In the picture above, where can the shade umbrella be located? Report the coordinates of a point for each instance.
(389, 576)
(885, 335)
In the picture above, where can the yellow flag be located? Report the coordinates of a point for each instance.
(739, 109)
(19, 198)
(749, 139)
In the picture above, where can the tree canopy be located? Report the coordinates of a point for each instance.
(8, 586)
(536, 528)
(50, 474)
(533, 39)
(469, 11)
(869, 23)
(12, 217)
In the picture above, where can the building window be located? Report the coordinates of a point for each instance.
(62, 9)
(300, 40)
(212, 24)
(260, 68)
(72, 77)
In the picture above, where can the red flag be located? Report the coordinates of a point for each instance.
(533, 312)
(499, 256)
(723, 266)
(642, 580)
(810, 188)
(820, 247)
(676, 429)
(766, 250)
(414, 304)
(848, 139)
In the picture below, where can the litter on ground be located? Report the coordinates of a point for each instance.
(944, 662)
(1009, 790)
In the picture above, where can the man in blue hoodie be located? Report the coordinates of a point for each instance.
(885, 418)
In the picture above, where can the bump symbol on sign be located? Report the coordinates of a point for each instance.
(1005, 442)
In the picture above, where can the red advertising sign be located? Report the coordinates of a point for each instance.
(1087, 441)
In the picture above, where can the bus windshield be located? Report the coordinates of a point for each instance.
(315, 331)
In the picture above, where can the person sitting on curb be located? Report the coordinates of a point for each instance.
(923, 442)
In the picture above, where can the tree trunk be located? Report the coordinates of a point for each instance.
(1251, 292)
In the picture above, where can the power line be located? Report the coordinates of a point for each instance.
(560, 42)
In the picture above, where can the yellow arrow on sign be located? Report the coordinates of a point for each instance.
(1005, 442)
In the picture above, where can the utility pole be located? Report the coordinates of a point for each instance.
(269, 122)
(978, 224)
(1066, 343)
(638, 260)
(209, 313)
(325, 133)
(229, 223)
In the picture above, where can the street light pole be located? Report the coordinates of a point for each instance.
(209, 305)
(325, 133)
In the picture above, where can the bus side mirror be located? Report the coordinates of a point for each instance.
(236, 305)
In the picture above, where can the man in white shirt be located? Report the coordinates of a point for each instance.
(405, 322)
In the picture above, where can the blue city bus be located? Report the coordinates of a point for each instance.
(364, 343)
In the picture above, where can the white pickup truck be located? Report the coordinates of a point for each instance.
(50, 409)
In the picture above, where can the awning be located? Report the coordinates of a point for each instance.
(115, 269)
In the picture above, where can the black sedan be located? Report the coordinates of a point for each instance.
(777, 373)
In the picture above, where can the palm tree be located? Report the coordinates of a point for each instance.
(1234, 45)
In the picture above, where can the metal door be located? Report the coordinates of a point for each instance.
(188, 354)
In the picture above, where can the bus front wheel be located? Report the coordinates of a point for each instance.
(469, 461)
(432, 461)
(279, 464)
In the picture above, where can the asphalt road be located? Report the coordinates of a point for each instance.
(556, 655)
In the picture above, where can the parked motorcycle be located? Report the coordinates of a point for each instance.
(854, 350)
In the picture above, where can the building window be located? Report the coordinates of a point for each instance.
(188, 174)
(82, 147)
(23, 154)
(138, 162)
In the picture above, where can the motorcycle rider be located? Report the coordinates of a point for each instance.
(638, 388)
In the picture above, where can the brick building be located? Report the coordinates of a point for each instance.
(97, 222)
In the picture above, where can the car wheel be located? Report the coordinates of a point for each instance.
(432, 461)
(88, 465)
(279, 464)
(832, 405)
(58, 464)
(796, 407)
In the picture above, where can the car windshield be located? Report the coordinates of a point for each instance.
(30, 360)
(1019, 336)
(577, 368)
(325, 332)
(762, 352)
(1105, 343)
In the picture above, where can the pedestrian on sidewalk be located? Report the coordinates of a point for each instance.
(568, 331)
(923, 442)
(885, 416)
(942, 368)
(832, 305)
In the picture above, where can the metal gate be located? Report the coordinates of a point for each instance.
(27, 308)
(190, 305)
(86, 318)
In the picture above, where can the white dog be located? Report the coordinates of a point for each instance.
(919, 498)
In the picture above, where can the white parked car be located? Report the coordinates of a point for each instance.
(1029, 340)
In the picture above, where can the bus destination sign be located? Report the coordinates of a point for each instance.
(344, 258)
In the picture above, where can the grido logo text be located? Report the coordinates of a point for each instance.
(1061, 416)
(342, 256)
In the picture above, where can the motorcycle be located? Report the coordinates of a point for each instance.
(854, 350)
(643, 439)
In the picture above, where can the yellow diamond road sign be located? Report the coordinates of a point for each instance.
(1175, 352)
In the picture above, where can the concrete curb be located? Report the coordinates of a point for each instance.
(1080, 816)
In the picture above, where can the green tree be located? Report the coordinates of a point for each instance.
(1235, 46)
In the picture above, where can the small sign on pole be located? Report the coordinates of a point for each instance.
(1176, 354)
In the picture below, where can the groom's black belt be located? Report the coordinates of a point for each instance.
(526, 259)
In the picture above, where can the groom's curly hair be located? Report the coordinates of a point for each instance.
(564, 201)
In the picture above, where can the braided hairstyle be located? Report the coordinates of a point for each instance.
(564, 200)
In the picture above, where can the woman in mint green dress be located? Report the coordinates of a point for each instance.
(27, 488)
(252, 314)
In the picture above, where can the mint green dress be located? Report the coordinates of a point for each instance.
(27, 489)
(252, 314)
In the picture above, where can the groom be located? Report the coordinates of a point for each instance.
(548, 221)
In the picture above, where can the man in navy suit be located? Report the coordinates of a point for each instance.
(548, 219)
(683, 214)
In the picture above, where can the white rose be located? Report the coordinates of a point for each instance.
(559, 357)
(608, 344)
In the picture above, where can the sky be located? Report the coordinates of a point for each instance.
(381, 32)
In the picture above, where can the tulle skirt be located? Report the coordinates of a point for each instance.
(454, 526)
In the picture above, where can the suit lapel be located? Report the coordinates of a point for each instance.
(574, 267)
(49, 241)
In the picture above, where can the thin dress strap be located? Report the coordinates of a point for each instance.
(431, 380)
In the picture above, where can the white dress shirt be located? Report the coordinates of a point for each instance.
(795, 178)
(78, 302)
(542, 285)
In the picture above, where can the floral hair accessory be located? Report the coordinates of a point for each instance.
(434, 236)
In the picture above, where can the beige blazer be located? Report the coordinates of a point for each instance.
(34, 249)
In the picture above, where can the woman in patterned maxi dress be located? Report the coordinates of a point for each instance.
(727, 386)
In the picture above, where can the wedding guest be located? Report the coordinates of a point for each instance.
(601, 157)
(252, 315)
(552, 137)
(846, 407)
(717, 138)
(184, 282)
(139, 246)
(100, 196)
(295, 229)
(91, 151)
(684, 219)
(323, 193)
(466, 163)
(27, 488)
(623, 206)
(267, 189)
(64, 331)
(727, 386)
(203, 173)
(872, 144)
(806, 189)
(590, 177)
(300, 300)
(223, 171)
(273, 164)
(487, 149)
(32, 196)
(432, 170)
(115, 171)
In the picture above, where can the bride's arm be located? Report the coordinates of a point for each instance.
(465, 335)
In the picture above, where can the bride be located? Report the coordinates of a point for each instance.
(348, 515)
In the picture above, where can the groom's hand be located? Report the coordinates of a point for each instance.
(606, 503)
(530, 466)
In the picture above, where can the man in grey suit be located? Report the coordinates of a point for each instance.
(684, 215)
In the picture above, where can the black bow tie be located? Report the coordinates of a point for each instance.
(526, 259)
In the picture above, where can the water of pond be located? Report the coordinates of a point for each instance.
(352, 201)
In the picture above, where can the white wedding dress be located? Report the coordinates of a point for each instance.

= = = = = = =

_Task_
All entries shown above should be printed again exactly.

_Your response_
In the picture above, where can the shade umbrella be located? Report the coordinates of a point for each instance.
(389, 576)
(885, 335)
In the picture above, where can the yellow flag be located? Report the coordinates of a point for each instance.
(739, 109)
(19, 198)
(749, 139)
In the picture above, where can the tree canopy be located? Report the coordinates of a point for each instance.
(8, 586)
(536, 528)
(50, 474)
(533, 39)
(469, 11)
(869, 23)
(12, 217)
In the picture above, where can the building window be located? Report the coordinates of a point for each instance.
(62, 9)
(300, 40)
(212, 24)
(260, 68)
(72, 77)
In the picture above, where can the red flag be located? Report the coordinates of a point for each instance.
(533, 312)
(499, 256)
(723, 266)
(642, 580)
(810, 188)
(820, 247)
(676, 429)
(766, 250)
(414, 304)
(848, 139)
In the picture below, where can the litter on ground be located? Report the coordinates of a point for each instance.
(944, 662)
(1009, 790)
In the picture above, where can the man in blue hoodie be located? Report the coordinates of a point for each instance.
(885, 418)
In the picture above, where can the bump symbol on sign be located? Report the coordinates of a point for each instance.
(1005, 442)
In the picture above, where can the red advertising sign be located? Report the coordinates of a point for each instance.
(1087, 441)
In the picture above, where can the bus windshield be located? Report the coordinates of a point for each instance.
(315, 331)
In the picture above, where can the person sitting on curb be located? Report the coordinates of a point for each instance.
(923, 442)
In the picture above, where can the tree trunk be located? Report the coordinates of a point for each instance.
(1251, 292)
In the picture above, where can the power line be located? Report the coordinates of a point for each instance.
(560, 42)
In the picture above, where can the yellow arrow on sign be located? Report the coordinates of a point for each instance.
(1005, 442)
In the picture above, where can the utility pole be located? Report the coordinates of a point for each instance.
(269, 122)
(978, 224)
(1066, 343)
(638, 260)
(209, 313)
(325, 133)
(229, 223)
In the picture above, where can the street light pole be located? Report the coordinates of a point for each instance.
(209, 305)
(325, 133)
In the picture above, where can the bus side mirror be located? Report the coordinates of a point for each instance.
(236, 305)
In the picture above, where can the man in white shirt be located? Report the coordinates of a point for each instance.
(405, 322)
In the picture above, where can the blue city bus be located? Report the coordinates of a point for each instance.
(364, 343)
In the picture above, where can the white pickup truck be located? Report the coordinates of a point for each instance.
(50, 409)
In the picture above, where can the awning be located? Report the coordinates of a point for each instance.
(115, 269)
In the picture above, where can the black sedan be located? Report the coordinates of a point for each instance.
(777, 373)
In the picture above, where can the palm tree be located? Report the coordinates of a point for each instance.
(1234, 45)
In the picture above, where can the metal door be located? Report the coordinates of a point for each instance.
(188, 354)
In the picture above, where can the bus front wheel be located? Report the coordinates of a point for each instance.
(469, 461)
(432, 461)
(279, 464)
In the picture above, where can the asphalt road be located? Report the coordinates of a point for each instance.
(556, 655)
In the picture above, where can the parked motorcycle be located? Report the coordinates of a point for each instance.
(854, 350)
In the picture above, where can the building window be located? Report the coordinates of a point for each instance.
(188, 174)
(82, 147)
(23, 154)
(138, 162)
In the picture above, where can the motorcycle rider be located? Report the coordinates of a point for each instance.
(638, 388)
In the picture above, where can the brick building be located? Report the coordinates of a point for each instance.
(97, 222)
In the picture above, where can the car wheel be located? Report the coordinates of a point for each instance.
(432, 461)
(88, 465)
(279, 464)
(832, 405)
(58, 464)
(796, 407)
In the picture above, where can the car windshield be located? Report the coordinates of a point for each instance.
(30, 360)
(1019, 336)
(577, 368)
(325, 332)
(762, 352)
(1105, 343)
In the picture above, where can the pedestrian on sidewalk be located? Report the coordinates of a point for each instance.
(568, 331)
(923, 442)
(885, 416)
(942, 368)
(832, 305)
In the picture above, where can the metal gate be located? Report the coordinates of a point for each instance.
(27, 308)
(190, 305)
(86, 318)
In the picture above, where can the white dog be located? Report the coordinates of a point for each instance.
(919, 498)
In the picture above, where can the white parked car be located? Report the coordinates of a point for each instance.
(1029, 340)
In the picture above, where can the bus destination sign be located? Report the coordinates of a point for each instance.
(344, 258)
In the picture above, where can the grido logo text be located? Report the coordinates of a point for each instance.
(1061, 416)
(342, 256)
In the picture above, where can the motorcycle be located? Report the coordinates of a point for each instance.
(854, 350)
(643, 439)
In the picture above, where can the yellow diamond road sign be located? Report the coordinates of a point for each instance.
(1175, 352)
In the picture above, where can the concrete curb be located? Report the coordinates of a point for each instance.
(1080, 816)
In the picture above, where can the green tree be located? Report the coordinates of a point for each instance.
(1235, 46)
In the picture above, where can the small sign on pole be located? Report the coordinates of a point for each instance.
(1176, 354)
In the picture below, where can the groom's black belt be located? Report the coordinates of a point for each instance.
(526, 259)
In the picture above, where can the groom's curly hair be located? Report the coordinates of a point for each instance.
(564, 201)
In the picture above, where can the braided hairstyle be located? Report the coordinates of a point for each instance.
(564, 200)
In the picture above, where can the woman in mint green dress be located? Report the coordinates of a point for each instance.
(27, 488)
(252, 314)
In the picture above, where can the mint green dress be located? Report the coordinates of a point for each instance.
(27, 489)
(252, 314)
In the picture above, where can the groom be located? Report the coordinates of a point for each instance.
(548, 221)
In the picture above, where can the man in navy suit be located? Report the coordinates of a point for each instance.
(548, 219)
(683, 214)
In the picture above, where can the white rose be located? Report the coordinates of a point for each instance.
(559, 357)
(608, 344)
In the picture above, where can the sky be located? Report the coordinates of a point for each instance.
(381, 32)
In the picture above, where can the tulle skirt be located? Report the coordinates of a point for each instance.
(454, 526)
In the picture above, where can the suit lapel be located? Report the coordinates of a point for each instance.
(574, 267)
(49, 241)
In the picture above, where can the thin dress strap be located? Report the coordinates of a point for each instance.
(431, 380)
In the picture above, where can the white dress shirt be located? Report the coordinates of a point for each instance.
(795, 178)
(78, 302)
(542, 285)
In the picture above, where can the floral hair accessory be located? Report the coordinates of a point for each instance.
(434, 236)
In the picture above, where can the beige blazer be located? Report the coordinates of a point for each instance.
(34, 249)
In the picture above, where can the woman in patterned maxi dress be located? Report the coordinates of a point for each instance.
(727, 386)
In the picture above, where can the wedding guest be located? Report the coordinates of a point for each instance.
(601, 157)
(252, 315)
(552, 137)
(846, 407)
(717, 138)
(184, 282)
(139, 246)
(100, 196)
(295, 229)
(91, 151)
(684, 219)
(323, 193)
(466, 163)
(27, 488)
(623, 206)
(267, 189)
(64, 331)
(727, 386)
(203, 173)
(872, 144)
(806, 189)
(590, 177)
(300, 300)
(223, 171)
(273, 164)
(487, 149)
(32, 196)
(432, 170)
(115, 171)
In the picture above, where can the bride's arm be located? Report the coordinates of a point for each instance.
(465, 335)
In the picture above, where can the bride be located? Report the coordinates of a point for each instance.
(348, 515)
In the picture above, where can the groom's hand be located? Report the coordinates of a point for each instance.
(606, 503)
(530, 466)
In the picture above, where can the man in grey suit be located? Report the coordinates of a point for each instance.
(684, 215)
In the picture above, where can the black bow tie be located? Report the coordinates of a point for each instance.
(526, 259)
In the picture above, where can the water of pond be located? Report the coordinates of a point for each instance.
(352, 201)
In the picture above, where can the white wedding dress be located? Report the coordinates of a point for each instance.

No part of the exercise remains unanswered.